- The problem -
Among the following entries, say how many lines contain the word "every"; the answer is a number and nothing else.

[[ Provided records, beginning ]]

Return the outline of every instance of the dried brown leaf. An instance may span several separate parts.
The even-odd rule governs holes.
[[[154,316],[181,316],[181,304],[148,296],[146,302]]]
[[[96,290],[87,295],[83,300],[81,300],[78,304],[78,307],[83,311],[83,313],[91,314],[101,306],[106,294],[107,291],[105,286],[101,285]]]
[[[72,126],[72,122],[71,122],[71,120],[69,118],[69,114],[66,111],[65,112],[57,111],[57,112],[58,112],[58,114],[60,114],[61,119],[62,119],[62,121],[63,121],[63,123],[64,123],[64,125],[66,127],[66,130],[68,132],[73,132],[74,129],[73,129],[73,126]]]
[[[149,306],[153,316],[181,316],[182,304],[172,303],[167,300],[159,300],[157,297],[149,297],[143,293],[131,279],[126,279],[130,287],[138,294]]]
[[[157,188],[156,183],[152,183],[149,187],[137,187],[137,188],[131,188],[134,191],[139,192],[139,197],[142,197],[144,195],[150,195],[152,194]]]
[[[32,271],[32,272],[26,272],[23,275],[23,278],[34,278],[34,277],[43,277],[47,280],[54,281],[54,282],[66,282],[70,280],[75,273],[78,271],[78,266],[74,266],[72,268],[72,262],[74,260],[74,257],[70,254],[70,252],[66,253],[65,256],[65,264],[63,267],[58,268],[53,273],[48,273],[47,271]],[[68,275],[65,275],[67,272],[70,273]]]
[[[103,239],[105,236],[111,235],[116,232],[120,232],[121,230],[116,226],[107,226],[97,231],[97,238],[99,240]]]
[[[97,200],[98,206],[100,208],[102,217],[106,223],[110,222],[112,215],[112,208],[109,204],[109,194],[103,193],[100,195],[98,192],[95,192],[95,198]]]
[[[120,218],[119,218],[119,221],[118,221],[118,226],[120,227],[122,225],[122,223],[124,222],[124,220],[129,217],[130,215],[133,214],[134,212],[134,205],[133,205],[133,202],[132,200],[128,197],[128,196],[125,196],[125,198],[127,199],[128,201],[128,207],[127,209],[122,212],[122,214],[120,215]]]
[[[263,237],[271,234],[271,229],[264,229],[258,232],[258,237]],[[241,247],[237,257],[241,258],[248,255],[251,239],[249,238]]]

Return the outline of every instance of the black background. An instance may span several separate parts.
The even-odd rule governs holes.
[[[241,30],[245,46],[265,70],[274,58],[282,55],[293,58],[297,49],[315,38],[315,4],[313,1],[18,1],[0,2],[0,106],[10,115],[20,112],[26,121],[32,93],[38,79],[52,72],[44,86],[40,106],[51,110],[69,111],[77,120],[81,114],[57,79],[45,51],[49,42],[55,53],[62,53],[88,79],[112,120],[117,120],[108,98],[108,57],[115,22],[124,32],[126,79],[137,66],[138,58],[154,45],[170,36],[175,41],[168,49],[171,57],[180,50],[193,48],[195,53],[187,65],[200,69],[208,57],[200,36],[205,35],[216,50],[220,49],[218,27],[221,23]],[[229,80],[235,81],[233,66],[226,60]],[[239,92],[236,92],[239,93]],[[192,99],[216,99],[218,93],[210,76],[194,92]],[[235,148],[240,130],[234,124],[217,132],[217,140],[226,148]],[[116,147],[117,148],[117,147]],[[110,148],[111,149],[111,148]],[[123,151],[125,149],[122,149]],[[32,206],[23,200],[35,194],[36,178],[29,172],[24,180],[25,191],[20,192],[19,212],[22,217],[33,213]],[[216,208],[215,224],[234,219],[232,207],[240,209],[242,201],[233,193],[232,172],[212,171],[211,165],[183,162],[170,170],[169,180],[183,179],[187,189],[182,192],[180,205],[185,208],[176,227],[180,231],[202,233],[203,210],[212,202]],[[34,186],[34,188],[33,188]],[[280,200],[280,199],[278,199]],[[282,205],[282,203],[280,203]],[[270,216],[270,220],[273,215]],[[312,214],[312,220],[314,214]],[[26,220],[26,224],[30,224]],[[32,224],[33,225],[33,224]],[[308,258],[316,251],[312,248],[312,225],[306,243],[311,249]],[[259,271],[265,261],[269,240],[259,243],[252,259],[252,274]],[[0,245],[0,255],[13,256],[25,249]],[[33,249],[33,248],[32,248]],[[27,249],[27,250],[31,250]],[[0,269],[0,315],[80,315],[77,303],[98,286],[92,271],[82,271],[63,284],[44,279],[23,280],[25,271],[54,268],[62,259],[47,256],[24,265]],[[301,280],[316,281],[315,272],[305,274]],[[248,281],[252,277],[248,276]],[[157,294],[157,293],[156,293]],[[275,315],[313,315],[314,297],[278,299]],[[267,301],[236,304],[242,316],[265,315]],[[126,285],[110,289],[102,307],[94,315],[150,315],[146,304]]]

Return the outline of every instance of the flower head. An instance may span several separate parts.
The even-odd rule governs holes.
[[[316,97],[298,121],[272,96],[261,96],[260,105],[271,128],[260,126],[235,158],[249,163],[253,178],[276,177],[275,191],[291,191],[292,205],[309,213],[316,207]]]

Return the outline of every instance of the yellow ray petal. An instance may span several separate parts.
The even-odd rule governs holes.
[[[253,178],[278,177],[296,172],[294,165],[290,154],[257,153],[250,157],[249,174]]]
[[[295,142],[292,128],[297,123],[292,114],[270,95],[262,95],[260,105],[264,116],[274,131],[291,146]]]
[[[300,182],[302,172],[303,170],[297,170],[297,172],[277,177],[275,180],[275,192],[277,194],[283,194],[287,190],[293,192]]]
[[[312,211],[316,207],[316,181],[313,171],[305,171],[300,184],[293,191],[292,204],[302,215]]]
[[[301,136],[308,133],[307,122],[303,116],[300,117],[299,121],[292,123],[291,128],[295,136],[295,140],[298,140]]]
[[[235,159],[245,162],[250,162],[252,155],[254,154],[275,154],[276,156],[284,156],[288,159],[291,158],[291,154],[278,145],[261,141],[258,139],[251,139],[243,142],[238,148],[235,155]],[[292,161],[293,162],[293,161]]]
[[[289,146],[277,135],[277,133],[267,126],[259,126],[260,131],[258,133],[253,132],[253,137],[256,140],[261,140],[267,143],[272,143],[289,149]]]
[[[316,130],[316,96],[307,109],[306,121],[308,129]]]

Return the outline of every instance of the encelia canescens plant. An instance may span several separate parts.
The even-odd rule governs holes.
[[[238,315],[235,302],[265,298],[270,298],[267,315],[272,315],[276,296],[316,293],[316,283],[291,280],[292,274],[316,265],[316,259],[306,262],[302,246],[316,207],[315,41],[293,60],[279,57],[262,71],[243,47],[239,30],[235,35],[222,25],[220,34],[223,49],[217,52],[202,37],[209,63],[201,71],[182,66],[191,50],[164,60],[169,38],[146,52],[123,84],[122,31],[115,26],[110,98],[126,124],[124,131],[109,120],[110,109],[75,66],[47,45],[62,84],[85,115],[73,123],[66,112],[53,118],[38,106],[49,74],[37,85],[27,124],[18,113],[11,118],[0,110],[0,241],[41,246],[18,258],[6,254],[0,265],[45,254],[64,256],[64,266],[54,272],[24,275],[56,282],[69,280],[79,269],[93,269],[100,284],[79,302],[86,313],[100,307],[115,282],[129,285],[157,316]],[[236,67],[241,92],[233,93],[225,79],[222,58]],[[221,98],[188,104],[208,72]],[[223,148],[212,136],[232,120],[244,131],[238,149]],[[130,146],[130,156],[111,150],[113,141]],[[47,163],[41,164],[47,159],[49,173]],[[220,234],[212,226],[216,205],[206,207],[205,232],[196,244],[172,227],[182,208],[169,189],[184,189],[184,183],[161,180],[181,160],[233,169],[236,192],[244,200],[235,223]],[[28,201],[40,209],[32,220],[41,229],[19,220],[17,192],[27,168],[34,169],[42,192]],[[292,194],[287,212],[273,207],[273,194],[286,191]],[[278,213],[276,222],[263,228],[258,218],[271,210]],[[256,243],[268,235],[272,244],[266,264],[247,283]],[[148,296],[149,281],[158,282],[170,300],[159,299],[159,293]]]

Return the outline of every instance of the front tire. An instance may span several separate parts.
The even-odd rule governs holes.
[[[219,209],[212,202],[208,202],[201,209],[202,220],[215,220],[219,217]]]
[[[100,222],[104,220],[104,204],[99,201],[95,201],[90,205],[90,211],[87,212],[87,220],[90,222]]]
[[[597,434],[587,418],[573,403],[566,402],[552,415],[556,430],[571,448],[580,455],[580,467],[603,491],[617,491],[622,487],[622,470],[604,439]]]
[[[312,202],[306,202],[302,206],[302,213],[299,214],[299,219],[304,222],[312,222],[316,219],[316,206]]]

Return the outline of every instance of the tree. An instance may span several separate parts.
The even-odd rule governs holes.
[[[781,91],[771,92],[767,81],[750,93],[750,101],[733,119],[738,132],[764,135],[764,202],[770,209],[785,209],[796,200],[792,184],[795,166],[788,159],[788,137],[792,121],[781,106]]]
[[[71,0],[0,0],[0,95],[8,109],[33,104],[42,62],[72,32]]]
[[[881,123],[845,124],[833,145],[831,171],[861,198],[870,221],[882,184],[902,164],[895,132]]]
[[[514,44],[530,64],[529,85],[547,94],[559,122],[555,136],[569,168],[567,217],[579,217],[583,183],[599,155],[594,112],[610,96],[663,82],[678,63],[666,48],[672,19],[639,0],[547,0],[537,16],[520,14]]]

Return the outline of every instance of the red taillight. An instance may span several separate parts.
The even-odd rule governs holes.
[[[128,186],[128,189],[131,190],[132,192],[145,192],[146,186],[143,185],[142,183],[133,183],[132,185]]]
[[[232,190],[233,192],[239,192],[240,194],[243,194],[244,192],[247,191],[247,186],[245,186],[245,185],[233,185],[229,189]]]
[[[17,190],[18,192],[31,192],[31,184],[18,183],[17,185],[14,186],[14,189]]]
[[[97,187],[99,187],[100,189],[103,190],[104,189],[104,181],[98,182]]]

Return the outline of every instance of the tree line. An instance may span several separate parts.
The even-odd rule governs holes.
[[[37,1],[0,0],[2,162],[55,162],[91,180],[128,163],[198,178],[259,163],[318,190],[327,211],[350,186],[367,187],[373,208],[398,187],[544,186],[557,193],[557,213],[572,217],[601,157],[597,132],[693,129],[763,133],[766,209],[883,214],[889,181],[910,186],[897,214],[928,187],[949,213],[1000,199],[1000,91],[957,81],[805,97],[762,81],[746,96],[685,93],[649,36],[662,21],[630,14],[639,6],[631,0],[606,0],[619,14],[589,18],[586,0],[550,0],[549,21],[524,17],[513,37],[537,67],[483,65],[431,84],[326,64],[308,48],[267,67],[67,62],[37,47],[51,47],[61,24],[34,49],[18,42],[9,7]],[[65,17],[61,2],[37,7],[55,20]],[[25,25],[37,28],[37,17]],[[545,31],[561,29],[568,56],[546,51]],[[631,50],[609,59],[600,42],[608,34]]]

[[ Provided records, end ]]

- Result -
9